Dramatyczne nagranie w sądzie. Tak zginął gitarzysta na Nowym Świecie w Warszawie

2025-09-17 17:10

W środę (17 września) w sądzie apelacyjnym odtworzono wstrząsające nagrania z majowej nocy 2022 roku. Wtedy po brutalnym pobiciu w bramie na Nowym Świecie zmarł 29-letni gitarzysta Maciej H., dźgnięty nożem po tym, jak stanął w obronie zaczepianych kobiet. Dwaj uczestnicy tej bójki próbują wywalczyć złagodzenie wyroków, ale nagrania ich pogrążają...

We wtorek (16 września) pisaliśmy o początku sądowej rozprawy Dawida Mirkowskiego (27 l.), który oskarżony jest o zadanie śmiertelnych ciosów Maciejowi H. On jest na innym etapie procesu, bo uciekł do Turcji, a gdy wobec niego trwała procedura ekstradycyjna, jego dwaj kumple już siedzieli przed sądem. Łukasz G. (30 l.) i Sebastian W. (26 l.) w ubiegłym roku zostali skazani na siedem lat pozbawienia wolności za udział w zabójstwie. Teraz w sądzie apelacyjnym walczą o złagodzenie wyroków.

W środę (17 września) w sądzie odtworzone zostało nagranie z monitoringu, które pokazuje ostatnie chwile życia 29-latka. Widać na nim jak Maciej upada na ziemię i zostaje skatowany. Ciosy padają ze wszystkich stron. Jest kopany, bity po twarzy. Sekcji zwłok potwierdzała liczne rany twarzy, warg, ramion i nóg. – Jego udział w tym zdarzeniu był bierny. Po prostu zwrócił uwagę na niewłaściwe zachowanie sprawców. Nie miał praktycznie szans się obronić – dowodzi prokurator Szymon Banna. − Świadkowie krzyczeli do sprawców, żeby przestali go bić. Niestety w żaden sposób to na nich nie działało, doprowadzili do śmierci pokrzywdzonego − oskarżał.

**Dostarczony materiał**
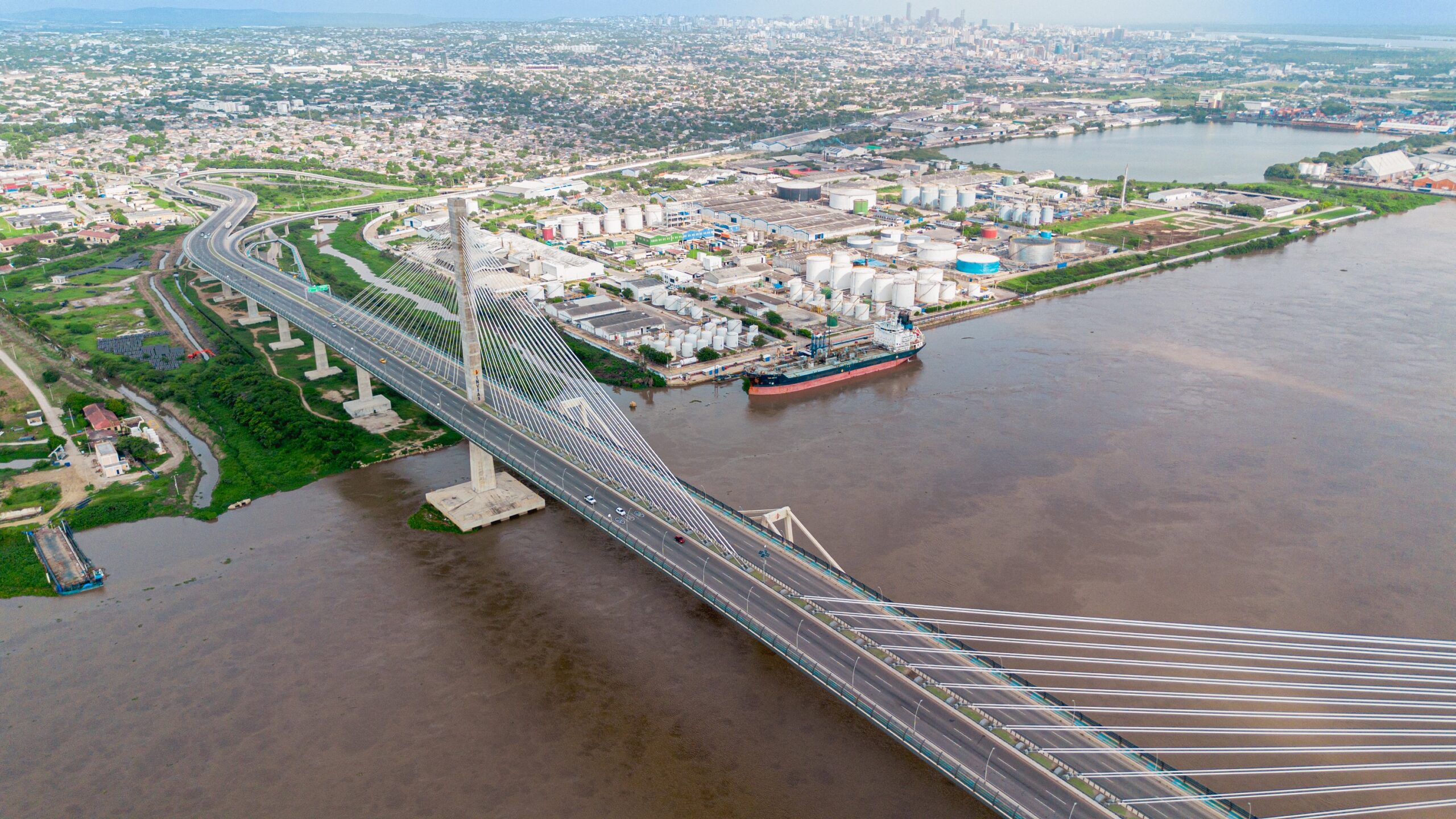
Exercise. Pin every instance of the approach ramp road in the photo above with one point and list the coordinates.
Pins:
(1014, 783)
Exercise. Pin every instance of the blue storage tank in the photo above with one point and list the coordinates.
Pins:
(978, 264)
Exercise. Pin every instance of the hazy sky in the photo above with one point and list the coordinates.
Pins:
(1078, 12)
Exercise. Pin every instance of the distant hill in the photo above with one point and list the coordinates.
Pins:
(159, 16)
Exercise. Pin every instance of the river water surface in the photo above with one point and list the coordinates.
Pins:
(1263, 441)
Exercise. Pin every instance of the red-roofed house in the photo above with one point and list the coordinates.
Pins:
(101, 419)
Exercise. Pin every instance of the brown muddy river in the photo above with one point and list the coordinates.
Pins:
(1259, 442)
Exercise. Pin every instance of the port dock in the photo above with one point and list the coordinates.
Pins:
(66, 564)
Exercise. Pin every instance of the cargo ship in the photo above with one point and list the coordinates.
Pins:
(892, 343)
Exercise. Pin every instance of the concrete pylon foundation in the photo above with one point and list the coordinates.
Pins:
(321, 363)
(286, 340)
(487, 498)
(367, 403)
(254, 317)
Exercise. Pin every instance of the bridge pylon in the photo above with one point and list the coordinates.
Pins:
(488, 496)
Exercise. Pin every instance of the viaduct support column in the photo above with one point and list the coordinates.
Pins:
(321, 363)
(367, 403)
(286, 340)
(254, 317)
(488, 496)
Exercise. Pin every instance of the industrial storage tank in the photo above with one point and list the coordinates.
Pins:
(816, 268)
(1072, 245)
(1033, 250)
(883, 286)
(800, 191)
(632, 219)
(857, 200)
(978, 264)
(937, 253)
(903, 293)
(928, 292)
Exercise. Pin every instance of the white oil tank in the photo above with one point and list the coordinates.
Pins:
(928, 292)
(632, 219)
(883, 286)
(903, 295)
(816, 268)
(937, 253)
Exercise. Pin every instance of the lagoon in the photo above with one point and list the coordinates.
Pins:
(1187, 152)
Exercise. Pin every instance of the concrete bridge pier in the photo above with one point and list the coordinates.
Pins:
(254, 317)
(487, 498)
(367, 403)
(286, 340)
(321, 363)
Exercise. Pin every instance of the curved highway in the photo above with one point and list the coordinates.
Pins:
(1011, 781)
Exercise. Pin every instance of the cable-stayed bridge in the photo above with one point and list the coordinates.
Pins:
(1039, 716)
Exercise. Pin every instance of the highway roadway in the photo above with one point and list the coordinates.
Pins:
(1011, 781)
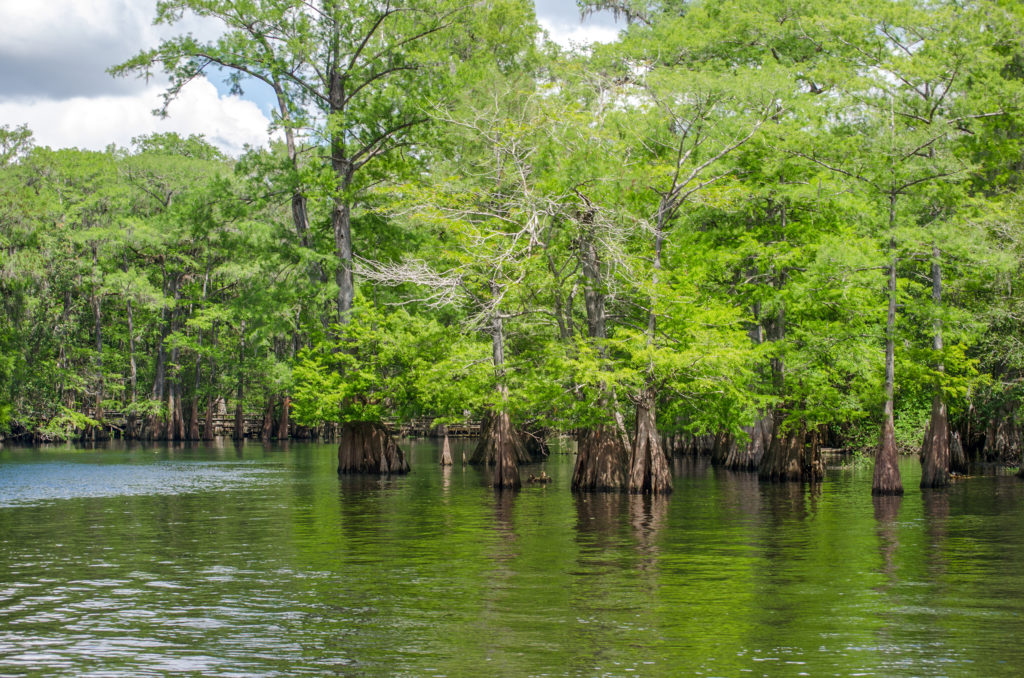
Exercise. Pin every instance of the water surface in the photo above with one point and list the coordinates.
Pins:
(260, 560)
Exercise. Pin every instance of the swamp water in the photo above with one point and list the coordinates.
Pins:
(260, 560)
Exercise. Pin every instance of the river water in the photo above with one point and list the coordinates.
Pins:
(260, 560)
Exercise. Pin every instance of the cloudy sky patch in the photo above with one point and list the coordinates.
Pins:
(54, 55)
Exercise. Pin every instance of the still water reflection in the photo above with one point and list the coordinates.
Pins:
(260, 560)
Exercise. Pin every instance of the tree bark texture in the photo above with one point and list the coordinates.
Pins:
(935, 452)
(792, 456)
(507, 446)
(747, 457)
(266, 431)
(369, 448)
(601, 460)
(445, 449)
(283, 421)
(887, 479)
(649, 471)
(486, 451)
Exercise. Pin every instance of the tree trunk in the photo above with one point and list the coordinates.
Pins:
(194, 407)
(132, 370)
(283, 422)
(240, 421)
(793, 456)
(179, 419)
(935, 452)
(369, 448)
(506, 449)
(97, 432)
(445, 448)
(267, 429)
(749, 456)
(887, 479)
(648, 466)
(602, 455)
(486, 453)
(208, 432)
(601, 460)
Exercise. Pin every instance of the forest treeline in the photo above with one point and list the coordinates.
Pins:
(750, 228)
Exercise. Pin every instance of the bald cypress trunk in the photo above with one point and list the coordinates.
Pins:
(935, 451)
(445, 447)
(887, 479)
(369, 448)
(649, 471)
(283, 421)
(601, 460)
(602, 455)
(240, 421)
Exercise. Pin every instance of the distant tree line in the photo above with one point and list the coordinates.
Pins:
(751, 229)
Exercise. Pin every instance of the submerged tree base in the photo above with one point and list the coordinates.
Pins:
(887, 479)
(649, 471)
(500, 445)
(792, 456)
(748, 457)
(487, 451)
(369, 448)
(601, 460)
(935, 451)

**Do wykonania**
1. Na jaką karę skazano Łukasza G. i Sebastiana W. według artykułu o śmierci gitarzysty?
2. Przytocz dosłownie fragment artykułu o śmierci gitarzysty: zacznij od słów „2025-09-17 17:10”, a skończ po słowach „nagrania ich pogrążają...”.
Wiersze nie odgrywają tu żadnej roli.

**Rozwiązania zadań**
1. Na siedem lat pozbawienia wolności.

2.
2025-09-17 17:10

W środę (17 września) w sądzie apelacyjnym odtworzono wstrząsające nagrania z majowej nocy 2022 roku. Wtedy po brutalnym pobiciu w bramie na Nowym Świecie zmarł 29-letni gitarzysta Maciej H., dźgnięty nożem po tym, jak stanął w obronie zaczepianych kobiet. Dwaj uczestnicy tej bójki próbują wywalczyć złagodzenie wyroków, ale nagrania ich pogrążają...